**What this task involves:**
Please reproduce every record, keeping each one exactly as written.

**Record extracts:**
···

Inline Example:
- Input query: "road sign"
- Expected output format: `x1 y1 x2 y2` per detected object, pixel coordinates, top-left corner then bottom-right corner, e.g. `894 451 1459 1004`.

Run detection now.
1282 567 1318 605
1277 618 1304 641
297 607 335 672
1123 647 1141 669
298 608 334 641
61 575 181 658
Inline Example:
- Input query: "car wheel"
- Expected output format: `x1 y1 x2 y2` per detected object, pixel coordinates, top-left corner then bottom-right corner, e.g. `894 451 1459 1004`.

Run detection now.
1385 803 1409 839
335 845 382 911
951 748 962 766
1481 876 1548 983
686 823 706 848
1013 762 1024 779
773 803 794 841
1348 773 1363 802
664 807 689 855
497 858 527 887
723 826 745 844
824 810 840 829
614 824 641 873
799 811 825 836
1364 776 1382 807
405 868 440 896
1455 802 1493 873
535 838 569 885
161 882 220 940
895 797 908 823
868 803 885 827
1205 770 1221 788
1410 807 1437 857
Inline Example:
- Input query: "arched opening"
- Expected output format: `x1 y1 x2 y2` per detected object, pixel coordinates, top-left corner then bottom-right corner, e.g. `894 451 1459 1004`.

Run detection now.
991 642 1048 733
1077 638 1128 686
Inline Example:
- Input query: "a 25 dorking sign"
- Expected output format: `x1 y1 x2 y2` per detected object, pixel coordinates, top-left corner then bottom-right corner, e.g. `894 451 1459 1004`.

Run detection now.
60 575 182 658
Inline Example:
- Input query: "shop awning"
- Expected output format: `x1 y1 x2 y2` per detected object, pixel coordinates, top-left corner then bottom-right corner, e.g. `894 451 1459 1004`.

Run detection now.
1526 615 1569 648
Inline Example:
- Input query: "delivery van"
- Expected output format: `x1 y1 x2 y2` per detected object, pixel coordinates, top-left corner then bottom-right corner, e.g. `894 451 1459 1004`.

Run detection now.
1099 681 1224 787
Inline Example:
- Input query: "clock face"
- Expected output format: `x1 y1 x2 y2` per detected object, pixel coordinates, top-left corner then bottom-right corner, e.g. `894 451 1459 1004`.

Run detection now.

···

**Response to this task:**
Inline Example:
- Input query: "road sign"
- Expected output format: `x1 y1 x2 y2` per detected object, pixel coordinates, top-left corner then bottom-right corner, e.g. `894 451 1459 1004`.

Run detection now.
1282 567 1318 605
1277 618 1304 641
297 607 335 672
1123 647 1141 669
298 608 334 641
61 575 181 658
Inline Example:
- Input query: "car wheel"
- Expected output format: `x1 y1 x2 y2` per detected object, pixel coordinates, top-left corner then bottom-right corner, e.g. `894 451 1459 1004`.

Run detection now.
1385 803 1409 839
335 845 382 911
951 748 962 766
1481 876 1548 983
686 823 706 848
1013 762 1024 779
773 803 794 841
1348 773 1363 802
664 807 689 855
497 858 527 887
723 826 745 844
824 810 840 829
614 824 641 873
799 811 825 836
1364 776 1382 807
405 868 440 896
1455 802 1493 873
535 838 569 885
161 882 220 940
895 797 908 823
868 803 885 827
1205 770 1221 788
1410 807 1437 857
Inline Example:
- Input query: "arched opening"
- Expected output format: `x1 y1 x2 y2` per detected object, pixel coordinates, top-left corner then bottom-right corner, e.g. `894 451 1459 1004`.

Run detection now.
991 642 1048 733
1077 638 1128 686
Inline Example:
- Input query: "a 25 dorking sign"
- Expected output format: `x1 y1 x2 y2` per detected object, pixel coordinates, top-left corner then bottom-right corner, e.g. `894 451 1459 1004`.

Run detection now.
60 575 182 658
Inline Example:
- Input query: "shop awning"
- Expected output format: `x1 y1 x2 y2` per detected object, pixel coordinates, top-left corner then bottom-right corner, e.g. `894 451 1459 1004`.

Run detection now.
1526 615 1569 648
Inline Example:
- Input query: "delivery van"
- Expected output format: `x1 y1 x2 y2` per detected object, pixel coordinates, top-left corner then bottom-right corner, e.g. `894 451 1459 1004`.

Run detection now.
1099 681 1224 787
Inline Example:
- Input query: "clock face"
- Expected output format: `x1 y1 x2 y2` per detected object, pixel coordinates, top-left corner then bottom-right corner, e.g. `894 451 1459 1004`.

Run detection now.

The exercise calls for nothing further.